:: THE TASK ::
Give back, unchanged, each line from the one containing "Where can the tree trunk" through the last line of the entries below.

--- BEGIN GIVEN ENTRIES ---

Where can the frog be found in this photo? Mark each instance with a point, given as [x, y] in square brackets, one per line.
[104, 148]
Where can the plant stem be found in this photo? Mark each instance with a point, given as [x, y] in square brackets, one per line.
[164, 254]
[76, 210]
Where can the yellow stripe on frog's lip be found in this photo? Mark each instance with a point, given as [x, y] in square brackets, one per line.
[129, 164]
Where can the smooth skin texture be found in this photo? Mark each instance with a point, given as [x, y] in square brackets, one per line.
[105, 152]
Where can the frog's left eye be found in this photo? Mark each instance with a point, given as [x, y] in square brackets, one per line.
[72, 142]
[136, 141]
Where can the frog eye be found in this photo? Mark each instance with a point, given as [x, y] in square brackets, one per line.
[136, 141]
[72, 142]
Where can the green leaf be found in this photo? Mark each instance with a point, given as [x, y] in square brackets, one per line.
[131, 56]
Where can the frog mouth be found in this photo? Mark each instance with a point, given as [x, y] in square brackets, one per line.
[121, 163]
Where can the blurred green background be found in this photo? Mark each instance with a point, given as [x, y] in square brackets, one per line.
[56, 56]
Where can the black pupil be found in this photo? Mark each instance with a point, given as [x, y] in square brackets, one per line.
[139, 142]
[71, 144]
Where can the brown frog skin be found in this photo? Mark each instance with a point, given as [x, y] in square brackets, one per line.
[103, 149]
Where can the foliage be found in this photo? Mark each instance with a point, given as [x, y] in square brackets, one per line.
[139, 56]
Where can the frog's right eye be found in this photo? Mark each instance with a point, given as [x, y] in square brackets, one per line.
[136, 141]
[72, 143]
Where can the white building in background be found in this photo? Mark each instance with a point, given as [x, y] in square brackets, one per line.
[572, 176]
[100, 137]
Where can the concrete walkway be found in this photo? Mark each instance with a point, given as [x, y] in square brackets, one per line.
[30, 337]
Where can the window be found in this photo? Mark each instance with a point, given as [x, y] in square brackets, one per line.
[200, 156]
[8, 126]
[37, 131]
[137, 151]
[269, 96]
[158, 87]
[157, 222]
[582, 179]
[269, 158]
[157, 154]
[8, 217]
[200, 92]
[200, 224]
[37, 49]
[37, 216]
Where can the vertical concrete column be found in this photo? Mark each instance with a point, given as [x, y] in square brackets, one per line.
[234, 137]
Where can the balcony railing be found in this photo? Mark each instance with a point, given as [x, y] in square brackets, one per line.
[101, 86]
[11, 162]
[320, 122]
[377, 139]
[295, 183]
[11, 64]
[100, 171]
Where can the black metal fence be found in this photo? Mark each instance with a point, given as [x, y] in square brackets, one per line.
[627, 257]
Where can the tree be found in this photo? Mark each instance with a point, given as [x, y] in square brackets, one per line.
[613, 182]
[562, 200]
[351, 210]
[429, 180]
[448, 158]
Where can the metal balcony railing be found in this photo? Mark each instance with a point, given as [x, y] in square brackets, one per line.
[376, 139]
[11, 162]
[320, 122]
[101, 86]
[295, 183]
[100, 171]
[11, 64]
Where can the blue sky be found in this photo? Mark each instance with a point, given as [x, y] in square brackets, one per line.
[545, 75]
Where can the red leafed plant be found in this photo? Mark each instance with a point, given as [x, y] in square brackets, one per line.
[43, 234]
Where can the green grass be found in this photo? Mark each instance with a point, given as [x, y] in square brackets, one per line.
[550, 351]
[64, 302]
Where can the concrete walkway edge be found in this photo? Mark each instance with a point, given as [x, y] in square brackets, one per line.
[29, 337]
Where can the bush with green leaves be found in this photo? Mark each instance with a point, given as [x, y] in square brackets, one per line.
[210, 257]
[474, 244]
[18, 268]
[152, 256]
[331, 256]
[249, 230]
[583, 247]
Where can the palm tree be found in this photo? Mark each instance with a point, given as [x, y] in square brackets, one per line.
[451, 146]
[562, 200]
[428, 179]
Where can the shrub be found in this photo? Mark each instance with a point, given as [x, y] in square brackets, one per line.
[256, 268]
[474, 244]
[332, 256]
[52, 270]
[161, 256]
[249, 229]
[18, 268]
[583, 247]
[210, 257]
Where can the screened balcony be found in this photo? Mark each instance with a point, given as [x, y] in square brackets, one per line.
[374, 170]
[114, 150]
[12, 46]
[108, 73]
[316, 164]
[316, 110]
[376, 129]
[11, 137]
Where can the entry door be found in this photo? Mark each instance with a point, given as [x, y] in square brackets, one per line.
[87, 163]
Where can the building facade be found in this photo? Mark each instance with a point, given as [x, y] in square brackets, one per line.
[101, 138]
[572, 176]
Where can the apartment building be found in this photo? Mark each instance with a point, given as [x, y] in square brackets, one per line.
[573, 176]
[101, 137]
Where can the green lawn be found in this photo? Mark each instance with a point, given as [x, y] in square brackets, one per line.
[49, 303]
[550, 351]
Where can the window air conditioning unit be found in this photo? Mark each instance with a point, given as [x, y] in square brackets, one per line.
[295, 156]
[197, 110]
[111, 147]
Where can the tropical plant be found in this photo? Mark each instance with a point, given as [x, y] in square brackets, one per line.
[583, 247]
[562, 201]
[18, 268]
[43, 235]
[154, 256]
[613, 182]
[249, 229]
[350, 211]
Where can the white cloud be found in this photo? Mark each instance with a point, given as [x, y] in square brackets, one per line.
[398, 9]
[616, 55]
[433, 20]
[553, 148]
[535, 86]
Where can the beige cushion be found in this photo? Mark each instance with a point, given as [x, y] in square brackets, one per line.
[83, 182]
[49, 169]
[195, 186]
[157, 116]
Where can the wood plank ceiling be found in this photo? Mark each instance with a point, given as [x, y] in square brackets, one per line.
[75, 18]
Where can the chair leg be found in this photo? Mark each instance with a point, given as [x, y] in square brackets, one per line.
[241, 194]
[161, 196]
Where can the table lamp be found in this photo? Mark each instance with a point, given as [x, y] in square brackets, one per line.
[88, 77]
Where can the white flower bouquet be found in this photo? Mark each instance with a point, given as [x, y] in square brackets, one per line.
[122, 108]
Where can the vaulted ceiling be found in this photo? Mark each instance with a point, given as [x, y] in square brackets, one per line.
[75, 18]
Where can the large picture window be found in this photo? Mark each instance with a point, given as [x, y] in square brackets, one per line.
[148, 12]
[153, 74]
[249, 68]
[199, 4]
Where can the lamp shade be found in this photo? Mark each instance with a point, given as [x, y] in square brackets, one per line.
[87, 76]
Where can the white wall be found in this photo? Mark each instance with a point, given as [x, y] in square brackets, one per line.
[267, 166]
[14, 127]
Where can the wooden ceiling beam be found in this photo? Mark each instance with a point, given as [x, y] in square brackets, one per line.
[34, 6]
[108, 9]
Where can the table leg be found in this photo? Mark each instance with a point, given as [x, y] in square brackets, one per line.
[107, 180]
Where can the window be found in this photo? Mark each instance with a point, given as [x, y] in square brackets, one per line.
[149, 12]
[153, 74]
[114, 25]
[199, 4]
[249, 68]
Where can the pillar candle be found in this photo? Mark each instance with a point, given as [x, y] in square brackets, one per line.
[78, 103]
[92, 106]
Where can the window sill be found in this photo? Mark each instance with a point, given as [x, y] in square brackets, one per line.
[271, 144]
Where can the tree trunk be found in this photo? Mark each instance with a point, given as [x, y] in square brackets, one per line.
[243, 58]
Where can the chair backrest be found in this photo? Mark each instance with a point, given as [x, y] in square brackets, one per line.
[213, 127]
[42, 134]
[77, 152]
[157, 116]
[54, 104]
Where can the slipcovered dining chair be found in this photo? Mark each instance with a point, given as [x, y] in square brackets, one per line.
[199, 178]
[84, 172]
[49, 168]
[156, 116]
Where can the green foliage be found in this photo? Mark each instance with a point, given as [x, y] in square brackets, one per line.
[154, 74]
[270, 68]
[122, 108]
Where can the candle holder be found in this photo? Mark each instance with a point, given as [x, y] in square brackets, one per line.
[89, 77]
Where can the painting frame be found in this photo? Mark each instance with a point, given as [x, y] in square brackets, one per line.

--- END GIVEN ENTRIES ---

:: RESPONSE TO THIS TASK ::
Where can the tree trunk be found in this photo? Mark each instance with a point, given as [x, y] in square brackets, one per line.
[243, 58]
Where can the chair backrest be found in this photo? Mark each instance with a point, given as [x, y] in square brackets, one per line.
[213, 127]
[42, 134]
[77, 152]
[157, 116]
[54, 104]
Where can the slipcovered dining chair be found in this photo? Mark each instance with a point, given as [x, y] in square brackets, one per line.
[199, 178]
[84, 172]
[49, 168]
[156, 116]
Where can the green foliage be found in this photo? Mark each instance with a point, given as [x, y] in square brackets, one per line.
[154, 74]
[270, 68]
[122, 108]
Where can the candle holder be found in this photo? Mark each instance with a point, given as [x, y] in square brackets, one per line.
[89, 77]
Where can the painting frame be found in this photo? Mark each instance with a point, given as [x, y] in square brackets, one per line.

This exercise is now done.